• _What the exercise asks_: Scale the stretch of data from the line containing "Agent log — target element: black" through the end of the data, both ends included. Copy every line in it, requests too, and multiply each bounding-box coordinate by 2, rounding to a whole number with halves going up.

#### Records for the exercise

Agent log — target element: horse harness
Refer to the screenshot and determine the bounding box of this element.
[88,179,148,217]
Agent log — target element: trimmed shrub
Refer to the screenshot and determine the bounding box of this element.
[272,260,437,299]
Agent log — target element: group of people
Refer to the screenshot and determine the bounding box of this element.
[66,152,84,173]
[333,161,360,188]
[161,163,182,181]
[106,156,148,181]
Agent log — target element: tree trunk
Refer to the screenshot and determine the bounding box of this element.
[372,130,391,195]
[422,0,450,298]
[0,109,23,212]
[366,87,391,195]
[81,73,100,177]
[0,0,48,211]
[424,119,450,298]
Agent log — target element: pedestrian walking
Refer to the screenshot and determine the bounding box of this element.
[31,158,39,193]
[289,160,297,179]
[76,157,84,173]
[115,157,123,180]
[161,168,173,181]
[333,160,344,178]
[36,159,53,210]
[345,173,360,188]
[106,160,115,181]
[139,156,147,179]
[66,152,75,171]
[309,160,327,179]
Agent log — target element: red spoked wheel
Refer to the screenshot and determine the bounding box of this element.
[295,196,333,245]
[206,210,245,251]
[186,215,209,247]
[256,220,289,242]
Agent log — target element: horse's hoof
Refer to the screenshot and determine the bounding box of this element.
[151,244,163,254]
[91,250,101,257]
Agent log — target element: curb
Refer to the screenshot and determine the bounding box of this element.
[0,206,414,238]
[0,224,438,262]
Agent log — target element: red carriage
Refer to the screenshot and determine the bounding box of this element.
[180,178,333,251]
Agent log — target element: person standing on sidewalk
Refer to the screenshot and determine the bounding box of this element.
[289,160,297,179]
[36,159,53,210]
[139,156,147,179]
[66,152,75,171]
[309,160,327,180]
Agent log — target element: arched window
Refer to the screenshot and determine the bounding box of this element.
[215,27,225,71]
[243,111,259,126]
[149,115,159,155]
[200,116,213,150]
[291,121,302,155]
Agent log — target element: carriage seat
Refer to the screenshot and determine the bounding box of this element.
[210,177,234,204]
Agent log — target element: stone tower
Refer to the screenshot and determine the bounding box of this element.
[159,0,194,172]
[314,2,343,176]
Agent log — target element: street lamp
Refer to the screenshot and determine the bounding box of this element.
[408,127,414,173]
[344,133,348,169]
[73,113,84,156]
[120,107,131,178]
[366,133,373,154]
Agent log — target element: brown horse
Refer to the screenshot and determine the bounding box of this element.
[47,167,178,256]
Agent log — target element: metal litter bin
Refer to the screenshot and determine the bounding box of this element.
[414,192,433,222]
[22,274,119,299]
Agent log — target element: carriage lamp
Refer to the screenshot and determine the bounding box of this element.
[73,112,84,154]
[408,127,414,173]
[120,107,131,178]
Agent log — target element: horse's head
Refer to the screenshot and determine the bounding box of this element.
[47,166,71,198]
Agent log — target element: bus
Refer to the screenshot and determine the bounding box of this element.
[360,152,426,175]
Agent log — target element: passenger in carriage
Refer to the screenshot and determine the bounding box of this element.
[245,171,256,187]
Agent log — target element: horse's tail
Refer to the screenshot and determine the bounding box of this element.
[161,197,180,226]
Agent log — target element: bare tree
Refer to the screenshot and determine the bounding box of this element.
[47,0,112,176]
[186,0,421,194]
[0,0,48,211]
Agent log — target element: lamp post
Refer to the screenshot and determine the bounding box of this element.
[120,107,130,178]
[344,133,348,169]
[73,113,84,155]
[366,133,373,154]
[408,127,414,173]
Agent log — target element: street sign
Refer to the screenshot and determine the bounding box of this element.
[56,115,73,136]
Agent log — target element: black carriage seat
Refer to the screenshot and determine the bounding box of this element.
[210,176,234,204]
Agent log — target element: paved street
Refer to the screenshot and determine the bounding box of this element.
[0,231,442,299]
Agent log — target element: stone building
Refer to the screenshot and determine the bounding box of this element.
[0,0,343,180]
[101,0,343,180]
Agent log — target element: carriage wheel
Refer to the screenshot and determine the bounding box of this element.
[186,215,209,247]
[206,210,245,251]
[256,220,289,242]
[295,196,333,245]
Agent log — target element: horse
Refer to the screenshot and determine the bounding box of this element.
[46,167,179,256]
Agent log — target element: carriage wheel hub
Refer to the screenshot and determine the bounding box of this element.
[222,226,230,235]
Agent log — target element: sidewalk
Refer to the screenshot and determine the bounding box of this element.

########

• _Task solution_:
Agent log — target element: black carriage seat
Refer to the screenshot and determine the bounding box of this element.
[420,352,468,408]
Agent log — target element: paved street
Refer to the screenshot and determine the bounding box of this element.
[0,462,884,598]
Agent log — target element: stone building
Refer to the screenshot and determine the bounding box of this element.
[0,0,686,360]
[202,0,686,360]
Agent log — target element: carriage wheel
Refer to the screenshot and determine the bounding box of this element.
[372,430,418,494]
[412,420,490,502]
[512,440,578,484]
[590,392,666,490]
Agent log — target element: horse
Refer to the screenshot and determine the bounding box of this element.
[92,334,358,512]
Agent log — target element: carriage wheel hub
Refer to the screenshot and determine the bounding box of this element.
[444,452,460,470]
Agent log — target element: sidewalk
Refer to the screenshot and determine the bounding box of this element.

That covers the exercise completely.